◆ **About this task**: In the entries below, find the line with "point(115, 312)" and the line with "point(123, 102)". Reproduce those two lines and every line between them exactly, and nothing more.

◆ **Data for this exercise**:
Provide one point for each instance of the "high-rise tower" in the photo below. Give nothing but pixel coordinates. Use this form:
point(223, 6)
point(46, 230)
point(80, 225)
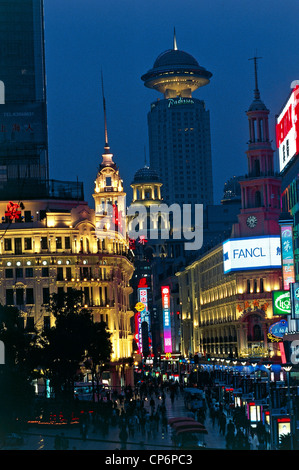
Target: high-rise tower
point(23, 121)
point(179, 129)
point(260, 189)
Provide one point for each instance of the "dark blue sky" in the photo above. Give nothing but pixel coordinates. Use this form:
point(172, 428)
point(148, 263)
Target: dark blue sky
point(123, 38)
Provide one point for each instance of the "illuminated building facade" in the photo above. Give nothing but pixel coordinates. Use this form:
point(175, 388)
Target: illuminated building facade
point(23, 116)
point(179, 129)
point(226, 294)
point(49, 246)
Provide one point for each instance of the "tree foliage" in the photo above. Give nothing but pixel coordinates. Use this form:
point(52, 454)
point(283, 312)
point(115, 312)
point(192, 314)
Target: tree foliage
point(74, 339)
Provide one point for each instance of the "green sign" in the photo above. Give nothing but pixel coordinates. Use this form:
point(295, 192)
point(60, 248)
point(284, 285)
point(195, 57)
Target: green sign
point(281, 302)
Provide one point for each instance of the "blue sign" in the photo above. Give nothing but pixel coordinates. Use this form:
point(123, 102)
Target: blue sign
point(241, 254)
point(279, 329)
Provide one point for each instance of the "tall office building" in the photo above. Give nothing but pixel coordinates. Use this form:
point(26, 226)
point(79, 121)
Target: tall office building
point(23, 116)
point(179, 129)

◆ **Exercise output**:
point(115, 312)
point(192, 314)
Target: tree foliage
point(74, 339)
Provide one point for each instance of the "green sign" in the photo above. Give nothing but pixel coordinates. Use this form:
point(295, 192)
point(60, 248)
point(284, 285)
point(195, 57)
Target: green sign
point(281, 302)
Provide one point for each instance of the "blue sign" in the photo above. Give nothing but pixel coordinates. Use this form:
point(123, 102)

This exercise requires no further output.